=== Page text ===

This has been a strange year. I can't say it's been the worst year. I've got a job, what with the coming economy is something that too many can't say or will not be able to say in the future. I've got my health, it was some tough going there when my gall bladder surgery didn't turn out exactly like it was supposed to. But even here I have to think I'm in the good, I had insurance that covered the majority of the bill and a job that enabled me to take three weeks off and get paid for it. Even though New Orleans is having its share of problems and still recovering from a Hurricane three years ago it is still a city filled with life and music.
So what's the problem? I feel like I've accomplished nothing this year. At work, writing, personal...it all seems to have been at something of a standstill this year. Sometimes I feel like I'm in some sort of fog.
If I haven't lost some friends this year I haven't done much to keep some. It seems to have been too much effort to keep up with friends that weren't right here in my face. Online there were some friends that I thought highly of and haven't talked to much, if at all, this entire year. Other friends that I've had for years, even decades I haven't talked to in who knows how long. It just seems to have been easier to do nothing.
I have promised myself that I was going to get back into my writing this year and that has went just about nowhere. I flirted with a few things, but never pushed anything. It frustrates me because when I used to be so aggressive in getting published. I had built up a network of editors and artists and other writers, no too many years have passed for any of that.
I like my job but sometimes I just feel like taking off and never coming back. Do I want to make the jump back to a store manager? If I do I have to take the incentive to push myself to those above me. It's easier to do my job and not worry about trying to take that extra step.
Even here in this city I love I've been absent. I've hardly went to any concerts or shows. The only ones I can remember is Jazz Fest, though I'm sure I went to a few others. But normally I go to a few every month.
I don't want to sound like I'm complaining, even though I am, because it's not that. It's just some sort of malaise that I seem to have experienced this past year. It's not I walked around in some sort of fog. From the outside everything seemed to be good. And most of the time I could make myself believe that.
So for myself I'll be glad for the end of this year. I hope this new one holds more promise. And I know that to fulfill that promise I just have to get off my butt and go after it.

===

■ **Exercise prompt**
Reproduce the full year-end reflection word for word. The rows that come after this reflection are separate material with no connection to it.

=== Supplied records ===

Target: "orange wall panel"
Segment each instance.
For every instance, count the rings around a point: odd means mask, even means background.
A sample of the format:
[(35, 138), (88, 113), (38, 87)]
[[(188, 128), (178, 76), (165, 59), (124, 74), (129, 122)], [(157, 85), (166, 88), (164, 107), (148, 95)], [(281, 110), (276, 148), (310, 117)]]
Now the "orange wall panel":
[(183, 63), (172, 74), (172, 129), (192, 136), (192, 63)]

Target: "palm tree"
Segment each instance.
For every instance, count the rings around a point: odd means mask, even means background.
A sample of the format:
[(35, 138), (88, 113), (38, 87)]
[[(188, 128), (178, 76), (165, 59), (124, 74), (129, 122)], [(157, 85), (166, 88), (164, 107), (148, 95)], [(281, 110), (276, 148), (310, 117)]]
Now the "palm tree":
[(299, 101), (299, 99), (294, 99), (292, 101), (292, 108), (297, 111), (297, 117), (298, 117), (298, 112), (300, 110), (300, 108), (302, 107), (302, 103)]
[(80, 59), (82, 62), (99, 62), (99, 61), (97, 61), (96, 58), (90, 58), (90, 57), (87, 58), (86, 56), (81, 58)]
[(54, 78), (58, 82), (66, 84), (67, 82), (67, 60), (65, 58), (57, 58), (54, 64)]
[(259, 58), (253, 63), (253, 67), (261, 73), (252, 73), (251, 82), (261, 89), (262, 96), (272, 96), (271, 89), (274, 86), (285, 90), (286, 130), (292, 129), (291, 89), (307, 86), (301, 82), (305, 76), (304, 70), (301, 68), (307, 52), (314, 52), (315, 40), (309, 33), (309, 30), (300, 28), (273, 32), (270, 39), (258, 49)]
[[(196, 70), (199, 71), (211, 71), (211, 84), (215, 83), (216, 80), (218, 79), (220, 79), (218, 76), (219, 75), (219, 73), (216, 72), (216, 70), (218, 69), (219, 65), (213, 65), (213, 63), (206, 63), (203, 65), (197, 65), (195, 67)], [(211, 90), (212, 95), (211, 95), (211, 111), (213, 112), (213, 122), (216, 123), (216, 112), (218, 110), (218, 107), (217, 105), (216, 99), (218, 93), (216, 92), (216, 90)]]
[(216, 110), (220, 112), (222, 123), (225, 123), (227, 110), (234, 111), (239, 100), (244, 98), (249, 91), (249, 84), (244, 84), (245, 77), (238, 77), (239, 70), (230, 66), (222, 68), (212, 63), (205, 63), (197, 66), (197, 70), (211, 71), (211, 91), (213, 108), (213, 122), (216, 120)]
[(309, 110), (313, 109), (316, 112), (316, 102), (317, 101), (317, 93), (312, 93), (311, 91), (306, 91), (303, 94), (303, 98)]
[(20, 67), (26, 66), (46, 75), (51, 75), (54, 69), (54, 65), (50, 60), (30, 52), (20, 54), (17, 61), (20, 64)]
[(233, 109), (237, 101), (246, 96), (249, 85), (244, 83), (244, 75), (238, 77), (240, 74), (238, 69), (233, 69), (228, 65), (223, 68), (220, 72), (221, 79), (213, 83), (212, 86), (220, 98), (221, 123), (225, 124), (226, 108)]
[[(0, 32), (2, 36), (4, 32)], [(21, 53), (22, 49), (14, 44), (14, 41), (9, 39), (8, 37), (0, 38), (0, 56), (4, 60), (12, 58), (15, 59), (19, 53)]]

===
=== Supplied records ===

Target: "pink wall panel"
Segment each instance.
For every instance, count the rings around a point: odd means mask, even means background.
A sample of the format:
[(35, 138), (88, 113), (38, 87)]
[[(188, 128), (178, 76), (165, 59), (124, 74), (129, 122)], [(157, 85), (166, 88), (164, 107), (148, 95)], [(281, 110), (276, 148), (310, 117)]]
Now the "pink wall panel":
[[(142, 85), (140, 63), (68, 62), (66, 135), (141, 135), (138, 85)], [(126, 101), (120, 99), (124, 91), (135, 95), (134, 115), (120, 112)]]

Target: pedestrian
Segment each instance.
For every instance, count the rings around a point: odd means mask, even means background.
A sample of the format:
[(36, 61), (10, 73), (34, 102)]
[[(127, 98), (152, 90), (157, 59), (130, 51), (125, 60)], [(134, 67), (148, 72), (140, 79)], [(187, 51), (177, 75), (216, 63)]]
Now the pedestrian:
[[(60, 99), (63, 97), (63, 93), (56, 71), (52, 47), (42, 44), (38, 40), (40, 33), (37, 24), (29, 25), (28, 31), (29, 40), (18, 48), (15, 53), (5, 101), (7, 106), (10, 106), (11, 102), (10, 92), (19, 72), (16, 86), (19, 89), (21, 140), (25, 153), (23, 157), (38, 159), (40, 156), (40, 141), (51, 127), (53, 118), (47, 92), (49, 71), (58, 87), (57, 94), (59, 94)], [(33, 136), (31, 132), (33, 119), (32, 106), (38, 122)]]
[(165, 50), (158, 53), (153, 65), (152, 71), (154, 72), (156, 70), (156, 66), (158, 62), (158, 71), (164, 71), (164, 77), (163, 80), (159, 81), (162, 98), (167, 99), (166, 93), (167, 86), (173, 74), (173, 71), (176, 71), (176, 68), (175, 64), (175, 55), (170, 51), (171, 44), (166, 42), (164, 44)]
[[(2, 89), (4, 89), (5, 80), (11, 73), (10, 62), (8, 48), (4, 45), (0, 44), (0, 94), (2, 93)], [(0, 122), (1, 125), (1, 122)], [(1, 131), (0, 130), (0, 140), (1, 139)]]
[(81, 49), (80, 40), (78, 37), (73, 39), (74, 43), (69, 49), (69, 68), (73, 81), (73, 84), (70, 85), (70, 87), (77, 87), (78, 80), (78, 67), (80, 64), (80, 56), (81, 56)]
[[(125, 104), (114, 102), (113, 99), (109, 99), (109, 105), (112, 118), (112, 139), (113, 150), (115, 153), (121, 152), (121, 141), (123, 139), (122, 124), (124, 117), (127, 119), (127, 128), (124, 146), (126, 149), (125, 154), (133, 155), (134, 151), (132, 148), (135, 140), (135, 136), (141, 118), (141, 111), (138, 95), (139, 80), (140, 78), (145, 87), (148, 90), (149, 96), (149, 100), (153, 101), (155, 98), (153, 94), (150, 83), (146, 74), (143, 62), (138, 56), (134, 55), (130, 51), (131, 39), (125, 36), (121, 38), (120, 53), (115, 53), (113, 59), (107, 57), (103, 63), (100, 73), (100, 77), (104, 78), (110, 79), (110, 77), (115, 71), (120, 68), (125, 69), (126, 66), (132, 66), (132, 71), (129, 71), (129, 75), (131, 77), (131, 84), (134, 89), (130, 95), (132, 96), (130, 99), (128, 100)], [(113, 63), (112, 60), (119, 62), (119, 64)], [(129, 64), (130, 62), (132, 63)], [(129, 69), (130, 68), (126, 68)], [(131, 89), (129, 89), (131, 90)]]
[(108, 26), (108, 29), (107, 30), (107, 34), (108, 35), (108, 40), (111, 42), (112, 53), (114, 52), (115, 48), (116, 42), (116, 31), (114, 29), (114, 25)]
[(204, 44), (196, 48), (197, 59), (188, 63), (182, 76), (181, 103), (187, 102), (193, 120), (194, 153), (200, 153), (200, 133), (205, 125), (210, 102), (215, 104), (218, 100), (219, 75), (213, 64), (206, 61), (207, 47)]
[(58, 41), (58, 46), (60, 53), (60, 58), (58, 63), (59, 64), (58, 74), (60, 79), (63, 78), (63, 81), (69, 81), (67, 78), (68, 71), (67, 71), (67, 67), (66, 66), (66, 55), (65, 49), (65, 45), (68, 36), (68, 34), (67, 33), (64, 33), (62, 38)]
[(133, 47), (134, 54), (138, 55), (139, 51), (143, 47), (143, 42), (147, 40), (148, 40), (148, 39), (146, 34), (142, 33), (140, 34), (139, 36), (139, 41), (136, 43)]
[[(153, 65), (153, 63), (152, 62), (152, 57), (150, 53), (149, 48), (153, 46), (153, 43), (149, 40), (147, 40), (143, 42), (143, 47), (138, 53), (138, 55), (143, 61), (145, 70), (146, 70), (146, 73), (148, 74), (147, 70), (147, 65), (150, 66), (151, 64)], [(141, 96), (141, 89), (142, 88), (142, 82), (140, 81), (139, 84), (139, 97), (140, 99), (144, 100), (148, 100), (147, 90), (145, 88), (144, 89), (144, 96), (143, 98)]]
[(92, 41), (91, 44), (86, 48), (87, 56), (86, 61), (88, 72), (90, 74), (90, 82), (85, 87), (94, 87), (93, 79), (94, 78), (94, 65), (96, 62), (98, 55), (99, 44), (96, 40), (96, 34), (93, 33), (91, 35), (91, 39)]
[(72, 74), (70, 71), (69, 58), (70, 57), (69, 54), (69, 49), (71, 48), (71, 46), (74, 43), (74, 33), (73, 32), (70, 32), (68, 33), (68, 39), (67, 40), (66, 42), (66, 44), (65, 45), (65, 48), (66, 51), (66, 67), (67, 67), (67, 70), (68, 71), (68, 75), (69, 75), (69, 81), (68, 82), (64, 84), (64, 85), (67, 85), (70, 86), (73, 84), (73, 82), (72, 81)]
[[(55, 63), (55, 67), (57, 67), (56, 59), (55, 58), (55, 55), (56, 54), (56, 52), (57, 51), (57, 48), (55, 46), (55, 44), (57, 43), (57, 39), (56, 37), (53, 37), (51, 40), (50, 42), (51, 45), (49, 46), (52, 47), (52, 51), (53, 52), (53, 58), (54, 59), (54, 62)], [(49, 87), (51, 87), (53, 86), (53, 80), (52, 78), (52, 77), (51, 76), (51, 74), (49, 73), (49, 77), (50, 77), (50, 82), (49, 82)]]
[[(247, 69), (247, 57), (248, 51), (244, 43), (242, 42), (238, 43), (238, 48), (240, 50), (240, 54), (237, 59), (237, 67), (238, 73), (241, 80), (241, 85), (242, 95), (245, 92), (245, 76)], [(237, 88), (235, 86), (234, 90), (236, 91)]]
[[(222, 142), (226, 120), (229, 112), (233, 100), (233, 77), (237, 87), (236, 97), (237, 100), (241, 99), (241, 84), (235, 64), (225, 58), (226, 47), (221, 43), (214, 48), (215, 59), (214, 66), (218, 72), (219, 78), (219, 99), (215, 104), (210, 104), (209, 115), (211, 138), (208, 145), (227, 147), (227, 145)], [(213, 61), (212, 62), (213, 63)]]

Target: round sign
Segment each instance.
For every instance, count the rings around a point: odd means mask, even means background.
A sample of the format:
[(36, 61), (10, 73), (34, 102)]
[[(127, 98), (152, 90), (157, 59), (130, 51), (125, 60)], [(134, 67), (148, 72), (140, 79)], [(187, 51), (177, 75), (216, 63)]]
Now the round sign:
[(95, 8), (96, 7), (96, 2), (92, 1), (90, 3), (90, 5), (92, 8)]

===
=== Supplied records ===

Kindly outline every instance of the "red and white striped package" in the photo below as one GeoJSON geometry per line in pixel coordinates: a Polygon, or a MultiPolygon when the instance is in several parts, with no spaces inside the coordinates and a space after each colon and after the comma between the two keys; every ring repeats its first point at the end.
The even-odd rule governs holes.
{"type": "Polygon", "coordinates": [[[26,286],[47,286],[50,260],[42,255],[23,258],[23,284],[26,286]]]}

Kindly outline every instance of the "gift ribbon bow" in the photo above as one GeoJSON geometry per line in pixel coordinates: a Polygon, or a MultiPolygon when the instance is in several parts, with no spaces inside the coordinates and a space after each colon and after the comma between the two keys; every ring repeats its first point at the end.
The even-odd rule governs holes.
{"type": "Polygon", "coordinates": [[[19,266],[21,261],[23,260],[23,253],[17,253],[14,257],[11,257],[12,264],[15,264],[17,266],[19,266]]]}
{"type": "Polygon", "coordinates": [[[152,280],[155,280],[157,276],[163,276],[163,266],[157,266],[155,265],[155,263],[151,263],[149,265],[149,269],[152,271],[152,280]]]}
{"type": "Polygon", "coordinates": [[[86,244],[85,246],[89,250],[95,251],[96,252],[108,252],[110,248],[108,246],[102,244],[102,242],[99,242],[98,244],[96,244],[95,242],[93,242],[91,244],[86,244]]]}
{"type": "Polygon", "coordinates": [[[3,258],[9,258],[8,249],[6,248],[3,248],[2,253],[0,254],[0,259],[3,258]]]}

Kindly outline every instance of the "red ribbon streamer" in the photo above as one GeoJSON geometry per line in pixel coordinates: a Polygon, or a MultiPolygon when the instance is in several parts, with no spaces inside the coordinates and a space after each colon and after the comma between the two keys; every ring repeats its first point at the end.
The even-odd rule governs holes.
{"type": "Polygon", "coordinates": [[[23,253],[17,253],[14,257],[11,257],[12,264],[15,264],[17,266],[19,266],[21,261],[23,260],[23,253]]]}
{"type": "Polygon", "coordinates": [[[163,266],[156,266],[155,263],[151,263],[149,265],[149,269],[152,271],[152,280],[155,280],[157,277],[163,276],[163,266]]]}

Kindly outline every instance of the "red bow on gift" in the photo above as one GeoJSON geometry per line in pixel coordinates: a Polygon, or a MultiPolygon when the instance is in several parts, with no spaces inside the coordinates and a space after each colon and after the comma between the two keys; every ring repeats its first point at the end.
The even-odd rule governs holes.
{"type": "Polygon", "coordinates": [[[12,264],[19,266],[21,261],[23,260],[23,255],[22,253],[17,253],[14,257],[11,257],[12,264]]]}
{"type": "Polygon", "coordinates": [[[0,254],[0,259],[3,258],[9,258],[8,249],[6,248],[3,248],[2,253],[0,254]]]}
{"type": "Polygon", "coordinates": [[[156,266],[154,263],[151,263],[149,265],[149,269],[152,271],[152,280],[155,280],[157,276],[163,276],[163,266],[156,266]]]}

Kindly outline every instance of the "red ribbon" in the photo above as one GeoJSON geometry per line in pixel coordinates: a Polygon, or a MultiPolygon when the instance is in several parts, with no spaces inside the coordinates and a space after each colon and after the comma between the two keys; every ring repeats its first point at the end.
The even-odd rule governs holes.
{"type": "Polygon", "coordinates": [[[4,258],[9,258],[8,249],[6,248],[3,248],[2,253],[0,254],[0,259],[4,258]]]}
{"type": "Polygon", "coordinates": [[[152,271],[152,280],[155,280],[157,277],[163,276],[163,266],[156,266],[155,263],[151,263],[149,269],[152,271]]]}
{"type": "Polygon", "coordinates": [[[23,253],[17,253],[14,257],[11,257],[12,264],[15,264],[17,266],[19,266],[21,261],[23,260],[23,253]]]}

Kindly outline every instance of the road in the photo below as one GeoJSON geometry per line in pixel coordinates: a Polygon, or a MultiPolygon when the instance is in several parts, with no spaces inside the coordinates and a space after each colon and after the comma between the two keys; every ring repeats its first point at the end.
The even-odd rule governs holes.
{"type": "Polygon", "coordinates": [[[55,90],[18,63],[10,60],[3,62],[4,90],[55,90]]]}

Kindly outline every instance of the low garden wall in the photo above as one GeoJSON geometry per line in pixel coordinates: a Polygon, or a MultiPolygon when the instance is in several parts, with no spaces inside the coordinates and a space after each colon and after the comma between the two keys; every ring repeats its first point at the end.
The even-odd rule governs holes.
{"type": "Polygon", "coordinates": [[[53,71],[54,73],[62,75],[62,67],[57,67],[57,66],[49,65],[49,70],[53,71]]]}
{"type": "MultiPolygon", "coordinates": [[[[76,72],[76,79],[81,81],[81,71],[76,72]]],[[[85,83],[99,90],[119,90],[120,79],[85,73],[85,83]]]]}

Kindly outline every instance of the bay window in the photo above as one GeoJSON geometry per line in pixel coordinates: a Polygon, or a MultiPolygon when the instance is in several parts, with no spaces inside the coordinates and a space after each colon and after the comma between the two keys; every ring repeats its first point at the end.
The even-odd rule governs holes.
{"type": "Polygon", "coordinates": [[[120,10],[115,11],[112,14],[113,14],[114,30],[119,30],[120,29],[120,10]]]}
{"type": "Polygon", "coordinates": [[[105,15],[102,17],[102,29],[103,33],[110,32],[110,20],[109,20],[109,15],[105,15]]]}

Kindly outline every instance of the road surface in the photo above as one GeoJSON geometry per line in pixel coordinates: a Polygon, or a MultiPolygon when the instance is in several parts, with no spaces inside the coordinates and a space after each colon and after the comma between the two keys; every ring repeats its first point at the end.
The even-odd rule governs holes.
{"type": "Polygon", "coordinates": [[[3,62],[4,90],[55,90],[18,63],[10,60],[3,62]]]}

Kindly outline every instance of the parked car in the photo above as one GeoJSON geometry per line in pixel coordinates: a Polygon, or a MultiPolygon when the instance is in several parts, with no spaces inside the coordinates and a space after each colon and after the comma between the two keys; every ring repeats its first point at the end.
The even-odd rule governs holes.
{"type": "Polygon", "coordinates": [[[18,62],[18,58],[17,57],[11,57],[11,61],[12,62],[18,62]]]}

===

■ **Output of the task**
This has been a strange year. I can't say it's been the worst year. I've got a job, what with the coming economy is something that too many can't say or will not be able to say in the future. I've got my health, it was some tough going there when my gall bladder surgery didn't turn out exactly like it was supposed to. But even here I have to think I'm in the good, I had insurance that covered the majority of the bill and a job that enabled me to take three weeks off and get paid for it. Even though New Orleans is having its share of problems and still recovering from a Hurricane three years ago it is still a city filled with life and music.
So what's the problem? I feel like I've accomplished nothing this year. At work, writing, personal...it all seems to have been at something of a standstill this year. Sometimes I feel like I'm in some sort of fog.
If I haven't lost some friends this year I haven't done much to keep some. It seems to have been too much effort to keep up with friends that weren't right here in my face. Online there were some friends that I thought highly of and haven't talked to much, if at all, this entire year. Other friends that I've had for years, even decades I haven't talked to in who knows how long. It just seems to have been easier to do nothing.
I have promised myself that I was going to get back into my writing this year and that has went just about nowhere. I flirted with a few things, but never pushed anything. It frustrates me because when I used to be so aggressive in getting published. I had built up a network of editors and artists and other writers, no too many years have passed for any of that.
I like my job but sometimes I just feel like taking off and never coming back. Do I want to make the jump back to a store manager? If I do I have to take the incentive to push myself to those above me. It's easier to do my job and not worry about trying to take that extra step.
Even here in this city I love I've been absent. I've hardly went to any concerts or shows. The only ones I can remember is Jazz Fest, though I'm sure I went to a few others. But normally I go to a few every month.
I don't want to sound like I'm complaining, even though I am, because it's not that. It's just some sort of malaise that I seem to have experienced this past year. It's not I walked around in some sort of fog. From the outside everything seemed to be good. And most of the time I could make myself believe that.
So for myself I'll be glad for the end of this year. I hope this new one holds more promise. And I know that to fulfill that promise I just have to get off my butt and go after it.